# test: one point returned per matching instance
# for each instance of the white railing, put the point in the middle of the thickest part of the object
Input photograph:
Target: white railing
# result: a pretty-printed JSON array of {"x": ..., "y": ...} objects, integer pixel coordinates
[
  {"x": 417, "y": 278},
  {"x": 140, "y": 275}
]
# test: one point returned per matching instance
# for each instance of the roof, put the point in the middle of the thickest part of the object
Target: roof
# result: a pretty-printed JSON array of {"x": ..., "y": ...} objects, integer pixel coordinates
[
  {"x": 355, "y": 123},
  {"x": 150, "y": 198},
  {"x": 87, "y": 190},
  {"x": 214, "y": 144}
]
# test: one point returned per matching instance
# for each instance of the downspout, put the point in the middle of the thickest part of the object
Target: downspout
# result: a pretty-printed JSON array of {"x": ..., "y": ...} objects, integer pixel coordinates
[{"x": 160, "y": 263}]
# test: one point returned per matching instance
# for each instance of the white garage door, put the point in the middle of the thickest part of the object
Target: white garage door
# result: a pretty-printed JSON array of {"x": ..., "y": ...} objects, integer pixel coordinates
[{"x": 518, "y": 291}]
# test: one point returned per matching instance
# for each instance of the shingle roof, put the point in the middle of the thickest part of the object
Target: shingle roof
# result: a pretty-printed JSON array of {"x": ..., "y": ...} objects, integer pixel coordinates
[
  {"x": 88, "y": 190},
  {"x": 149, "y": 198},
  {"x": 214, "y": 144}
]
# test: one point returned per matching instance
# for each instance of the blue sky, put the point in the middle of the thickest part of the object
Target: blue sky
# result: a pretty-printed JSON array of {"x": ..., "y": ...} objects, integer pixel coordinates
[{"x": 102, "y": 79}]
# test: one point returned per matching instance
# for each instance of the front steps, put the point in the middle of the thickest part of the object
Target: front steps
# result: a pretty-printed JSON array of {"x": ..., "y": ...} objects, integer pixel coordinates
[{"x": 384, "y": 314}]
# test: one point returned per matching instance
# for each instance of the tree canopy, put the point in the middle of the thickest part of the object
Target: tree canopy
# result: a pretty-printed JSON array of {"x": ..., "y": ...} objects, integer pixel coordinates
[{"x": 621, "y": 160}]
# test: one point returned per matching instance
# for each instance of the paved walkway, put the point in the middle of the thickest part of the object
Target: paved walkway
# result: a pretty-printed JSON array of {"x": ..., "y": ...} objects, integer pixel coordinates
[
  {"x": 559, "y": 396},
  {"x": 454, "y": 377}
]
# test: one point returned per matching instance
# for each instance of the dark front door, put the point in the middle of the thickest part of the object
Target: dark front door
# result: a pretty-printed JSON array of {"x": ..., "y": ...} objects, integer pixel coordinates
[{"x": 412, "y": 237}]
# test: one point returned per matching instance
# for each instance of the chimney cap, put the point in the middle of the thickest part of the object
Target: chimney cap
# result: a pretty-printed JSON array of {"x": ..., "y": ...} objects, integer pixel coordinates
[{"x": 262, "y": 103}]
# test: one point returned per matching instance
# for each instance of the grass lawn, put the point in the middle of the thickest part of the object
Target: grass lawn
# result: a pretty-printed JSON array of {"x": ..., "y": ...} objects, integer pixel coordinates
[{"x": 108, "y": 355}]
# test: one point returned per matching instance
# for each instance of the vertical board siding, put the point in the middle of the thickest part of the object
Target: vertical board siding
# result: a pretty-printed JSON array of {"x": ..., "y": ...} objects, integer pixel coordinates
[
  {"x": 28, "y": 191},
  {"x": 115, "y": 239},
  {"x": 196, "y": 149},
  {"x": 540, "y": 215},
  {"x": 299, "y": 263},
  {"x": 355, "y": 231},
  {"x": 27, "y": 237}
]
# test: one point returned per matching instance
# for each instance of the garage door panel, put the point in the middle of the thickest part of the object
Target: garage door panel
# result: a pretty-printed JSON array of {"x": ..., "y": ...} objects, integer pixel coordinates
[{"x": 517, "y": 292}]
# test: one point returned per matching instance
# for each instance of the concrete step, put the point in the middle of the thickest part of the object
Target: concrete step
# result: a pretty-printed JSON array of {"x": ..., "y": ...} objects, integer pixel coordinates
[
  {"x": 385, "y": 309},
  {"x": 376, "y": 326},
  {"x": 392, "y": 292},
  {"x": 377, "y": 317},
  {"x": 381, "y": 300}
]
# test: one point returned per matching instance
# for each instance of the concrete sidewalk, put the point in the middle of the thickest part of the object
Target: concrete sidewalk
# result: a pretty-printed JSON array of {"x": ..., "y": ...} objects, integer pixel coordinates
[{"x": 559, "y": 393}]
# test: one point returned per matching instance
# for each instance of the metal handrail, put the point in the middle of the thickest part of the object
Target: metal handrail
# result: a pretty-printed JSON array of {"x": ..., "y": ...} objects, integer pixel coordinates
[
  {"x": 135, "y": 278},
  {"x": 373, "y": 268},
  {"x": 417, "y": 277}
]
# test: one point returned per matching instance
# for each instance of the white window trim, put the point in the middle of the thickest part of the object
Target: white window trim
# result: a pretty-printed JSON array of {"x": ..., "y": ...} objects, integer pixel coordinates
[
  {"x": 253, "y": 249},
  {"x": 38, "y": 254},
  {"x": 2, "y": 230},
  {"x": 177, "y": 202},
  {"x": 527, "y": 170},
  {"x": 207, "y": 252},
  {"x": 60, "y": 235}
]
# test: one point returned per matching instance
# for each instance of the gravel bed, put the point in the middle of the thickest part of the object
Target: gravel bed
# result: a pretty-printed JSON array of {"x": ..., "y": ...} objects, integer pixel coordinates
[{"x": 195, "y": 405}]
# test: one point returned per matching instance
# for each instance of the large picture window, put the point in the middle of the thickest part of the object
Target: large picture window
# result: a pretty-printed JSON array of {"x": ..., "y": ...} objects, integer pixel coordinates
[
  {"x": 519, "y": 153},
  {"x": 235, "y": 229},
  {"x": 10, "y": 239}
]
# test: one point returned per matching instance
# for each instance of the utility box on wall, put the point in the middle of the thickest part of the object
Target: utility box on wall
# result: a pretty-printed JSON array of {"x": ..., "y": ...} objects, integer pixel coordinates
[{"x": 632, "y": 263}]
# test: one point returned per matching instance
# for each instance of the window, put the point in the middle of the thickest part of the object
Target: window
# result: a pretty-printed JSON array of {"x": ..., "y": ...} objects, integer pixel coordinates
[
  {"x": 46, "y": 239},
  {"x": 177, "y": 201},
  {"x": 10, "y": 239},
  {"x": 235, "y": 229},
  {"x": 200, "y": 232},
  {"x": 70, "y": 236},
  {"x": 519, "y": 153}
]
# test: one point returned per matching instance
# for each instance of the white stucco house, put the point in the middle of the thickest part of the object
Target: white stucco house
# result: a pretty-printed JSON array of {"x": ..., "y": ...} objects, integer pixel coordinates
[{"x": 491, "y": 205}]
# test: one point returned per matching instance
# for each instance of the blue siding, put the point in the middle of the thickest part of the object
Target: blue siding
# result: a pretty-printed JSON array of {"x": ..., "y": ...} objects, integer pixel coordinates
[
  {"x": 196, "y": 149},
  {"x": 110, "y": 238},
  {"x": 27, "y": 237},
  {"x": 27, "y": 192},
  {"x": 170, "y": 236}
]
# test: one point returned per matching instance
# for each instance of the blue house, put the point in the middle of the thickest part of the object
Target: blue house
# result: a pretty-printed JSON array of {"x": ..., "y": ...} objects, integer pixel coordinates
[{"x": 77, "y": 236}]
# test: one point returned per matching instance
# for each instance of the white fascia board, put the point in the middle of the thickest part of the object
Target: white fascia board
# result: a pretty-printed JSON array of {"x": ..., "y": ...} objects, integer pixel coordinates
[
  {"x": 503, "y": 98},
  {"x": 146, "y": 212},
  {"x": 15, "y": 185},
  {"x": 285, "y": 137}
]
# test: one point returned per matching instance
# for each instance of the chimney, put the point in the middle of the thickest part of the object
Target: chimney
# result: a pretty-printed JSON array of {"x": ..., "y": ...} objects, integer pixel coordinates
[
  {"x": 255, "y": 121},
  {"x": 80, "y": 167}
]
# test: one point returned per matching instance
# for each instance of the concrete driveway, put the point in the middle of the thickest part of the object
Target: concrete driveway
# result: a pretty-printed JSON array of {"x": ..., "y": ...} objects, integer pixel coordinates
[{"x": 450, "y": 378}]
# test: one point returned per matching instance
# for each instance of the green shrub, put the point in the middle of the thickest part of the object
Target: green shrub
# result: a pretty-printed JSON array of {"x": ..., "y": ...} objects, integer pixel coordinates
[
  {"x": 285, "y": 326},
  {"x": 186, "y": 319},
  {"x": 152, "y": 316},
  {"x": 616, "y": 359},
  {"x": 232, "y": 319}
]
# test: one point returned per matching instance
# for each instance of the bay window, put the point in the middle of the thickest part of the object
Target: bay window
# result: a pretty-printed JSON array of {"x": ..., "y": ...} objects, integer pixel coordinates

TO DO ->
Return, please, every line from the one that contains "Target: concrete driveway" through the final line of the listing, exactly, and no others.

SOLVED EXERCISE ->
Target: concrete driveway
# result: a pretty-printed JSON array of {"x": ..., "y": ...} objects, integer pixel coordinates
[{"x": 450, "y": 378}]
# test: one point returned per matching instance
# for each instance of the green shrub, put the point in the middle of the thickest part of the object
Target: green shrub
# result: a pretty-printed JSON array of {"x": ..., "y": ...} objects, integer pixel coordinates
[
  {"x": 285, "y": 326},
  {"x": 186, "y": 319},
  {"x": 152, "y": 316},
  {"x": 616, "y": 359},
  {"x": 232, "y": 319}
]
# test: one point returned per matching instance
# for each instance of the bay window, put the point in the middle of the thickest part of the object
Target: bay window
# result: a pretty-printed JSON array of {"x": ..., "y": ...} objects, integer pixel coordinates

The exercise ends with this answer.